▶ **EXERCISE**
Express the lines in the records below, from the line with "point_to(query) returns one keypoint per instance of the stone" to the line with "x=416, y=1251" (both included), as a JSON list of strings with one string per line. Omit blank lines.

▶ **Records from a data source**

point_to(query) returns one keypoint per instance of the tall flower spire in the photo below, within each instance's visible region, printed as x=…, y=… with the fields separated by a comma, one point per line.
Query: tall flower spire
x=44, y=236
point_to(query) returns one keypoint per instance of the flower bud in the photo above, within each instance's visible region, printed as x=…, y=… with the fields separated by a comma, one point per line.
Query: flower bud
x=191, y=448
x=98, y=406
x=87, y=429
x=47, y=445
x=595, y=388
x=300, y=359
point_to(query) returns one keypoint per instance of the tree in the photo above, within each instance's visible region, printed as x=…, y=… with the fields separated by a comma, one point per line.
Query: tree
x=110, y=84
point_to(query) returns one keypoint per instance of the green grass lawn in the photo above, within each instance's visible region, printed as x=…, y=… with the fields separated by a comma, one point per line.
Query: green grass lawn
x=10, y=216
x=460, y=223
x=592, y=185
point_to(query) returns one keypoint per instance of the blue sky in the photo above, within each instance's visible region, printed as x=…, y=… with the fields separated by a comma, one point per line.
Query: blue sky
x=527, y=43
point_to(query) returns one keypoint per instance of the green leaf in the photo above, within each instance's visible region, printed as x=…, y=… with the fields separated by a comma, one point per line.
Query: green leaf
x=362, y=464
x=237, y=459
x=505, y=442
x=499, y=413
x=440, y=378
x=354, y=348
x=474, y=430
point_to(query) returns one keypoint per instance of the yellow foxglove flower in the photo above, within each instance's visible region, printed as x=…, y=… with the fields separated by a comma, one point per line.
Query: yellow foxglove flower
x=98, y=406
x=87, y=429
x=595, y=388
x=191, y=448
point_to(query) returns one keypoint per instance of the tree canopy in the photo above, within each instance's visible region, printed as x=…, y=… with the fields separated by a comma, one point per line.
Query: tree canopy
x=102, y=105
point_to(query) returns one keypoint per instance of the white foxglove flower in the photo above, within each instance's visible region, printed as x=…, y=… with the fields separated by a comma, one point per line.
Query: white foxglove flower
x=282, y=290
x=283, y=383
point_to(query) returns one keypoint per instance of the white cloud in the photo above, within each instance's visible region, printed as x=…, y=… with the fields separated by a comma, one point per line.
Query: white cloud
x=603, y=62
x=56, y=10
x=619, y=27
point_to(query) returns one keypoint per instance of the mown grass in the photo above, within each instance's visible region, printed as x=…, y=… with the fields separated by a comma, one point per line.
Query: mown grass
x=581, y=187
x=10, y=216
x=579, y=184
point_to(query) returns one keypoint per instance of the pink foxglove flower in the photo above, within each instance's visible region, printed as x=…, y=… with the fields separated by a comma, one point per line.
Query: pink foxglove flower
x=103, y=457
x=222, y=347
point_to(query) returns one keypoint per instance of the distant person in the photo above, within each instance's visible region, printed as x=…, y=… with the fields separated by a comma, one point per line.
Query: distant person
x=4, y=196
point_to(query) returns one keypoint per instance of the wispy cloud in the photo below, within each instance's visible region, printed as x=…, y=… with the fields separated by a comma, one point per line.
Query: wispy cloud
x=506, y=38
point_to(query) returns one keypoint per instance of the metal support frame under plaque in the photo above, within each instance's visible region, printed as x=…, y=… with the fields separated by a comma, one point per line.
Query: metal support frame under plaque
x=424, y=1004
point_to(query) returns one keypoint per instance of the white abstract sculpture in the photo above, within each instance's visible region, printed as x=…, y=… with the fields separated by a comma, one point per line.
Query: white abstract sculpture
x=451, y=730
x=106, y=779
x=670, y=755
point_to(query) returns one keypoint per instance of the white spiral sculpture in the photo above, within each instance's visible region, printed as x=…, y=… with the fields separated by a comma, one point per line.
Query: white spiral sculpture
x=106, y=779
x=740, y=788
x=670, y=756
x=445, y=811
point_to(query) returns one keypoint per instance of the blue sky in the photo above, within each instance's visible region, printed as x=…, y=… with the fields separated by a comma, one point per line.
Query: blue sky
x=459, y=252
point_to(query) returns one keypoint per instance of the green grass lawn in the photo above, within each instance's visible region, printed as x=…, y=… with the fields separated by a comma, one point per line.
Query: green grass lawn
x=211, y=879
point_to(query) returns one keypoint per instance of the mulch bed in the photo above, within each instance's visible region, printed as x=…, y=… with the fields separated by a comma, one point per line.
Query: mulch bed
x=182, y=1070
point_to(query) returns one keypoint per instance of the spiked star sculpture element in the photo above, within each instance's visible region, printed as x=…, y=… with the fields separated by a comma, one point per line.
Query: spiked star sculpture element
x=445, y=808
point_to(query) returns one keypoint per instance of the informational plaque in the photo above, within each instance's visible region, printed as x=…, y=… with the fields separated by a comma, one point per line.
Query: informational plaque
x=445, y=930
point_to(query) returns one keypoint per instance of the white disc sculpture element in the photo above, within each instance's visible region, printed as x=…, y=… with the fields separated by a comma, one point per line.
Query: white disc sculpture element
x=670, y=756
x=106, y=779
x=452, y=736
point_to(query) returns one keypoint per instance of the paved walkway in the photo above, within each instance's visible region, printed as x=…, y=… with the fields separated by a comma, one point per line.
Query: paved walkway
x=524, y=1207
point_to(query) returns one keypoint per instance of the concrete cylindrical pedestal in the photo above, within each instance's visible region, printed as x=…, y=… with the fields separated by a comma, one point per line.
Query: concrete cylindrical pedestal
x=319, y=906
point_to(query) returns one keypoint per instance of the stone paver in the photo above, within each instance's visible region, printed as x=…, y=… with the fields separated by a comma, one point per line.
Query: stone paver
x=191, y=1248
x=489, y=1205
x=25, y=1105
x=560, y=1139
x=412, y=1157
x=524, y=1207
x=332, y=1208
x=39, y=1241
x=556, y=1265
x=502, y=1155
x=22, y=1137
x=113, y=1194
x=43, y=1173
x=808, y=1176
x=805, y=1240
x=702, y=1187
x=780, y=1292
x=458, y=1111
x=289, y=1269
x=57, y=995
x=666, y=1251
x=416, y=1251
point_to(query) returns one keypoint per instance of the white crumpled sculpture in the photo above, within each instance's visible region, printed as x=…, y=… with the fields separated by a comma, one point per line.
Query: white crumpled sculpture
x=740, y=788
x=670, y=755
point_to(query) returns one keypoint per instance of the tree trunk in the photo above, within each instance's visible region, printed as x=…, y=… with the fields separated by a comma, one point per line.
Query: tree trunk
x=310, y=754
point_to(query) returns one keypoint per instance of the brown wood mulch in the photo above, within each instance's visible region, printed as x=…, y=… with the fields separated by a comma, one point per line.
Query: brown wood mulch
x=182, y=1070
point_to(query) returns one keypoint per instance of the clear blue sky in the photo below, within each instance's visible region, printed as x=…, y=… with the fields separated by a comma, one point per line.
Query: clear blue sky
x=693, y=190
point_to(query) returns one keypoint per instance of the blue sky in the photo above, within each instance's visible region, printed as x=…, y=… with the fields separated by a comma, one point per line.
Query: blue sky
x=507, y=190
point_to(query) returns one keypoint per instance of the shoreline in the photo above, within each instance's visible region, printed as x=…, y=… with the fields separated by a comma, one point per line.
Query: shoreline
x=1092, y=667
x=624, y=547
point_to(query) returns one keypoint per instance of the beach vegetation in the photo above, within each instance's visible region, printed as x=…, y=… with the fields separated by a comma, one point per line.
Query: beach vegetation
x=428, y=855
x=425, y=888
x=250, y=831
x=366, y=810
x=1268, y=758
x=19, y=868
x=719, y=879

▶ **SOLUTION**
[
  "point_to(query) returns one keypoint per instance of the stone paver in the photo above, within each instance's visible region, printed as x=…, y=… with the fields separated by a comma, one point per line.",
  "Query: stone paver",
  "x=191, y=1248",
  "x=489, y=1205",
  "x=25, y=1105",
  "x=560, y=1139",
  "x=412, y=1157",
  "x=524, y=1207",
  "x=332, y=1208",
  "x=39, y=1241",
  "x=556, y=1265",
  "x=502, y=1155",
  "x=22, y=1137",
  "x=113, y=1194",
  "x=43, y=1173",
  "x=808, y=1176",
  "x=805, y=1240",
  "x=702, y=1187",
  "x=780, y=1292",
  "x=458, y=1111",
  "x=289, y=1269",
  "x=57, y=995",
  "x=666, y=1251",
  "x=416, y=1251"
]